[What you need to do] Please reproduce every one of the rows below word for word, leaving out the pictures.

(Dataset rows)

==========

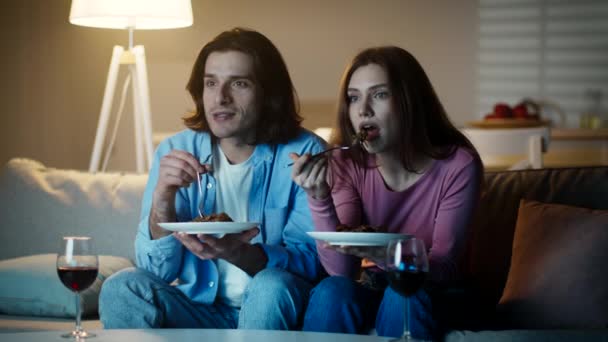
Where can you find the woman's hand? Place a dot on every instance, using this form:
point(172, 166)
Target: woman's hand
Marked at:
point(311, 175)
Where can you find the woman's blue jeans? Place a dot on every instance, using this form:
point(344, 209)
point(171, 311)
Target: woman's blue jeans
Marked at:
point(339, 304)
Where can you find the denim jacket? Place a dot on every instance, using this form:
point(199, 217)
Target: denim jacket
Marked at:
point(275, 201)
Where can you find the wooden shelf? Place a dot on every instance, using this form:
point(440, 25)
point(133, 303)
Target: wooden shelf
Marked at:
point(579, 134)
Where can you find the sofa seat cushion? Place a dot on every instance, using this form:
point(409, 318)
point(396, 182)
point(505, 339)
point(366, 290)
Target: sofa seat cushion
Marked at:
point(40, 204)
point(557, 277)
point(30, 286)
point(494, 221)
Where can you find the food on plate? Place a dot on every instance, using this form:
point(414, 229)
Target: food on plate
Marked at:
point(360, 229)
point(221, 217)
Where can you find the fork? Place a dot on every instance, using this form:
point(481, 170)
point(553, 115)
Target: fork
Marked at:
point(200, 194)
point(316, 155)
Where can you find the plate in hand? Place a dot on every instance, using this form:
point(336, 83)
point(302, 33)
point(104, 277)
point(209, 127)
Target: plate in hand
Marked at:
point(356, 238)
point(208, 227)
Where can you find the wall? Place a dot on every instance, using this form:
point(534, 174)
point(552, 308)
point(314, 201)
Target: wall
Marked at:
point(54, 72)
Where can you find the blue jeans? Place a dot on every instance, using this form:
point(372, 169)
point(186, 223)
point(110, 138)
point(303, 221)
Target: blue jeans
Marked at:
point(339, 304)
point(135, 298)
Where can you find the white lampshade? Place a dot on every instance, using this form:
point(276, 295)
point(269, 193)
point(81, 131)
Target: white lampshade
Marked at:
point(138, 14)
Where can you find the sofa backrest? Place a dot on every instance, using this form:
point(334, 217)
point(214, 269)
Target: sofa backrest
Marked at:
point(39, 205)
point(495, 219)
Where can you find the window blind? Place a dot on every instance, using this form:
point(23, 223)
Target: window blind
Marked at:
point(553, 51)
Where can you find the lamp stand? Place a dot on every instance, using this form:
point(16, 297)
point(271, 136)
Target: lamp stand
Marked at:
point(135, 59)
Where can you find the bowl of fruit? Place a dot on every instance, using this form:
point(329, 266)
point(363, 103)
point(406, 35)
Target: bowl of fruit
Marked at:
point(524, 114)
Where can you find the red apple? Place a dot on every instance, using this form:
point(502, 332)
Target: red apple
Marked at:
point(502, 110)
point(521, 111)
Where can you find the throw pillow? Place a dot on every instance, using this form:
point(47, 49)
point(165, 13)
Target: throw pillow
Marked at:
point(558, 275)
point(30, 286)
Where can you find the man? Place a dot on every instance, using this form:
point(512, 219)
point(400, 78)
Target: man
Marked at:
point(237, 142)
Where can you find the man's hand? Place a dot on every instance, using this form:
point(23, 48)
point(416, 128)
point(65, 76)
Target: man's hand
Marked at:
point(310, 175)
point(234, 248)
point(177, 169)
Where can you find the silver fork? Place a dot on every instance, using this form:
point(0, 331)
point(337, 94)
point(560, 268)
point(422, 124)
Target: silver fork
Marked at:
point(316, 155)
point(200, 194)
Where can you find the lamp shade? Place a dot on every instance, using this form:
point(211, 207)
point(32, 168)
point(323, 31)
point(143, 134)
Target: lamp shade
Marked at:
point(138, 14)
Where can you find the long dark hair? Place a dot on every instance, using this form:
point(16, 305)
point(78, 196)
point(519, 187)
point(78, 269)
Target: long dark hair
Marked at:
point(425, 126)
point(279, 119)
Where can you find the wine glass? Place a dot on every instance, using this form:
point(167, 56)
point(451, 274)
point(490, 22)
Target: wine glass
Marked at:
point(77, 268)
point(407, 265)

==========

[Exercise response]
Where can you find the woman's hand? Place a dot on every instance, using this form:
point(172, 166)
Target: woman's hand
Marked at:
point(311, 175)
Where can you find the woman's blue jeans? Place a dot on every instance, using this form:
point(344, 209)
point(171, 311)
Target: woman's blue jeans
Marked at:
point(339, 304)
Where can you find the denim jacket? Place a dot on every instance, using this form:
point(199, 217)
Target: denim jacket
Marked at:
point(275, 201)
Where can you find the wooden shelf? Place a dot on every instance, using this form:
point(440, 25)
point(133, 303)
Target: wooden shelf
Marked at:
point(579, 134)
Where can you find the sofa seat cushion? Place a dot on every instance, using this form:
point(409, 318)
point(396, 182)
point(505, 339)
point(366, 290)
Target: sofa seat cushion
Marked at:
point(40, 204)
point(557, 277)
point(30, 286)
point(494, 221)
Where can you find the food on plate? Place a dot on every instance, using this form:
point(414, 229)
Target: food on plate
Marked at:
point(360, 229)
point(221, 217)
Where can you find the fork? Place a dot on every instance, using this form:
point(481, 170)
point(553, 115)
Target: fork
Marked at:
point(200, 194)
point(316, 155)
Where can you find the plate in hand? Place a dot on every instance, using this form:
point(336, 83)
point(302, 33)
point(104, 277)
point(209, 127)
Target: plate in hand
Marked at:
point(356, 238)
point(208, 227)
Where can you find the wall? Place a dot on every instance, using this form:
point(534, 174)
point(552, 308)
point(314, 201)
Target: wall
Marked at:
point(54, 72)
Where can you find the blue jeans? Place a dot on every instance, using this form:
point(372, 169)
point(186, 223)
point(110, 138)
point(303, 221)
Target: blue jeans
Marked at:
point(339, 304)
point(135, 298)
Where can you find the white lampshade? Place a dot on every instance, using this form:
point(276, 295)
point(269, 193)
point(81, 131)
Target: white lampshade
Marked at:
point(138, 14)
Where can you find the sofa backrest? Place a dot on every instance, using this form:
point(334, 217)
point(214, 269)
Target: sofa backrest
Marked at:
point(39, 205)
point(495, 219)
Where can you find the window blind? Place a dot on every instance, using this form:
point(23, 223)
Target: window blind
Marked at:
point(553, 51)
Where can you find the lamp stand? Place a dot on every instance, using this form:
point(16, 297)
point(271, 136)
Target: lamp stand
Marked at:
point(135, 59)
Where can you find the bowl of fruit? Place a dot on every instance, using this form:
point(329, 266)
point(363, 103)
point(406, 35)
Target: bowl of fruit
Marked at:
point(524, 114)
Where can you find the red apple? Place a dot on every instance, using this form:
point(502, 332)
Target: red apple
Marked at:
point(502, 110)
point(521, 111)
Where can you find the throw pillow? Place a dot on every instance, using this form:
point(47, 49)
point(165, 13)
Target: throw pillow
Marked at:
point(558, 275)
point(30, 286)
Where can you find the man? Place a dot on every instance, using this form:
point(512, 219)
point(400, 78)
Target: man
Marked at:
point(237, 142)
Where can you find the man's hand? Place a dot on every instance, using this form:
point(23, 48)
point(416, 128)
point(65, 76)
Target: man's hand
Marked at:
point(310, 175)
point(234, 248)
point(177, 169)
Where can you find the silver fork? Place a dot on every instance, using this form:
point(0, 331)
point(337, 94)
point(560, 268)
point(422, 124)
Target: silver fork
Marked at:
point(316, 155)
point(200, 194)
Where can you find the lamp shade? Place a dot on every instance, using this form:
point(211, 207)
point(32, 168)
point(323, 31)
point(143, 134)
Target: lamp shade
Marked at:
point(138, 14)
Where can you find the long dark hair? Place a dot on every instance, using this form:
point(16, 305)
point(78, 196)
point(519, 187)
point(78, 269)
Target: long dark hair
Marked at:
point(425, 126)
point(279, 119)
Where can you find the wine glass? Place a dot on every instance, using this form:
point(167, 56)
point(451, 274)
point(490, 22)
Target: wine glass
Marked at:
point(77, 268)
point(407, 265)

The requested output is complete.